Metadata-Version: 2.4
Name: polars_u256_plugin
Version: 0.2.0
Classifier: Programming Language :: Python :: 3
Classifier: Programming Language :: Rust
Classifier: License :: OSI Approved :: MIT License
Classifier: Operating System :: OS Independent
Requires-Dist: polars>=1.3.0
Requires-Dist: pytest>=6.0 ; extra == 'dev'
Provides-Extra: dev
License-File: LICENSE
Summary: Polars plugin for 256-bit U256 and signed I256 (two's complement) integers backed by ruint
Author: polars-u256-plugin authors
License: MIT
Requires-Python: >=3.9
Description-Content-Type: text/markdown; charset=UTF-8; variant=GFM
Project-URL: Homepage, https://pypi.org/project/polars_u256_plugin/
Project-URL: Repository, https://github.com/elyase/polars-u256-plugin
Project-URL: Issues, https://github.com/elyase/polars-u256-plugin/issues

polars-u256-plugin
===================

[![PyPI](https://img.shields.io/pypi/v/polars_u256_plugin.svg)](https://pypi.org/project/polars_u256_plugin/) [![CI](https://github.com/elyase/polars-u256-plugin/actions/workflows/ci.yml/badge.svg)](https://github.com/elyase/polars-u256-plugin/actions/workflows/ci.yml) [![Publish](https://github.com/elyase/polars-u256-plugin/actions/workflows/publish_to_pypi.yml/badge.svg)](https://github.com/elyase/polars-u256-plugin/actions/workflows/publish_to_pypi.yml) [![License: MIT](https://img.shields.io/badge/License-MIT-yellow.svg)](LICENSE)

::::::::::

> **WRITTEN REQUEST 1**
Summarize the package metadata in two sentences.

Location annotation dataset excerpts
::::::::::

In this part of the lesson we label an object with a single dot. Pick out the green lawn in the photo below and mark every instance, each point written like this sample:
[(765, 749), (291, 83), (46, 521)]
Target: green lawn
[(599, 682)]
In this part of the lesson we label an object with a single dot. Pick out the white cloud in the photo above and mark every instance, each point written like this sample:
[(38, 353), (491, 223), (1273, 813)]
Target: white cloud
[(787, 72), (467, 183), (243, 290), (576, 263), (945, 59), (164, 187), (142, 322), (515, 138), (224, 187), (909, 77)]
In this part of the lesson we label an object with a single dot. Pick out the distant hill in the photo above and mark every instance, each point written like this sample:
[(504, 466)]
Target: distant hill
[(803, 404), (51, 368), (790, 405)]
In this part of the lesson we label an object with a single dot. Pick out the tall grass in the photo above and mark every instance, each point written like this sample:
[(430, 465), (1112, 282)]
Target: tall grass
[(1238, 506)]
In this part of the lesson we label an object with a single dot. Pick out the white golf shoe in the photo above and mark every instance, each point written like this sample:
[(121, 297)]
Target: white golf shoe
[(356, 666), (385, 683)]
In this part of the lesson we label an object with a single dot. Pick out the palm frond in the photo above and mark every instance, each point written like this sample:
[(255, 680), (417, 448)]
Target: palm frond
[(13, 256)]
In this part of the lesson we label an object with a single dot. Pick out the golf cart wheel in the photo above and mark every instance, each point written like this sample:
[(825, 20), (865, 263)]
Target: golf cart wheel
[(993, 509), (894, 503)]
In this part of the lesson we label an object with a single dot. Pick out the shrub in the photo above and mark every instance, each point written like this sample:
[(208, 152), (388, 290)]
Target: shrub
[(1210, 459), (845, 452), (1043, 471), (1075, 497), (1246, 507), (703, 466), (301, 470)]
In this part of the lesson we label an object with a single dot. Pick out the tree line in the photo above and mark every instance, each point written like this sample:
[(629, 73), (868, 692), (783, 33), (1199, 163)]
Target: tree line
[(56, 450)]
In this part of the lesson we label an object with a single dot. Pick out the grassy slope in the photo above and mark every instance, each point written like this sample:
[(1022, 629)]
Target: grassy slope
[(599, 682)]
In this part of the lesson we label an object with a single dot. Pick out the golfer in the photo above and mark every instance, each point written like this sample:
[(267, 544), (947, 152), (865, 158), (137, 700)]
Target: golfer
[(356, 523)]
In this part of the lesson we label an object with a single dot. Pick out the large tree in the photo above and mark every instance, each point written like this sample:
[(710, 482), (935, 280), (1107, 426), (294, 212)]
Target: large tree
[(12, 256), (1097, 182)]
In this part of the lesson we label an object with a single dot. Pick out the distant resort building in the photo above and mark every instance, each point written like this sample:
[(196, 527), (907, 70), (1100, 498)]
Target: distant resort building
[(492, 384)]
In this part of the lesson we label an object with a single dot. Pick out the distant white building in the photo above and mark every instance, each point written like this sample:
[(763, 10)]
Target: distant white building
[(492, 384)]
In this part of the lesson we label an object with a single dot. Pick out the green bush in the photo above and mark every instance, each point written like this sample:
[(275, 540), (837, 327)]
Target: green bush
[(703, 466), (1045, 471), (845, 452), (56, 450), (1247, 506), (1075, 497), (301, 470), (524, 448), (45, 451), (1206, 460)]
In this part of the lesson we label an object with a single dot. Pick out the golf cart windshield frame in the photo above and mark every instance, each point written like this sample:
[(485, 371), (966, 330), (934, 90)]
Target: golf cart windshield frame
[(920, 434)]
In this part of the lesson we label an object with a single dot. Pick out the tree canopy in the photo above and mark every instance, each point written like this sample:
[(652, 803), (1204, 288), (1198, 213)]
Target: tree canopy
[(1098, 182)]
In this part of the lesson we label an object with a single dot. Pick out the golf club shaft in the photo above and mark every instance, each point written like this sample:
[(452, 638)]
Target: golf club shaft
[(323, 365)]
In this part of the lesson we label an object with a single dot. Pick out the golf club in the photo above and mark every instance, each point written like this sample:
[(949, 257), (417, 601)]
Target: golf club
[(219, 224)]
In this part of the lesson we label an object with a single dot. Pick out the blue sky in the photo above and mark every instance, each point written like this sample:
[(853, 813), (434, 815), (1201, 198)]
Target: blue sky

::::::::::

> **WRITTEN REQUEST 2**
Reproduce the stretch of the listing from its start through the line that contains "[(356, 666), (385, 683)]", with both ends included.

> **FULL OUTPUT 1**
The polars_u256_plugin package, version 0.2.0, is a Polars plugin for 256-bit U256 and signed I256 (two's complement) integers backed by ruint, released under the MIT License. It requires Python 3.9 or later and polars 1.3.0 or later, offers pytest 6.0 or later through an optional dev extra, and lists links to its homepage, repository and issue tracker.

> **FULL OUTPUT 2**
In this part of the lesson we label an object with a single dot. Pick out the green lawn in the photo below and mark every instance, each point written like this sample:
[(765, 749), (291, 83), (46, 521)]
Target: green lawn
[(599, 682)]
In this part of the lesson we label an object with a single dot. Pick out the white cloud in the photo above and mark every instance, each point written like this sample:
[(38, 353), (491, 223), (1273, 813)]
Target: white cloud
[(787, 72), (467, 183), (243, 290), (576, 263), (945, 59), (164, 187), (142, 322), (515, 138), (224, 187), (909, 77)]
In this part of the lesson we label an object with a single dot. Pick out the distant hill in the photo above and mark every instance, each point written like this sample:
[(504, 466)]
Target: distant hill
[(803, 404), (51, 368), (790, 405)]
In this part of the lesson we label an object with a single dot. Pick out the tall grass in the photo above and mark every instance, each point written like this sample:
[(430, 465), (1112, 282)]
Target: tall grass
[(1238, 506)]
In this part of the lesson we label an object with a single dot. Pick out the white golf shoe in the photo above and mark every instance, each point written like this sample:
[(121, 297)]
Target: white golf shoe
[(356, 666), (385, 683)]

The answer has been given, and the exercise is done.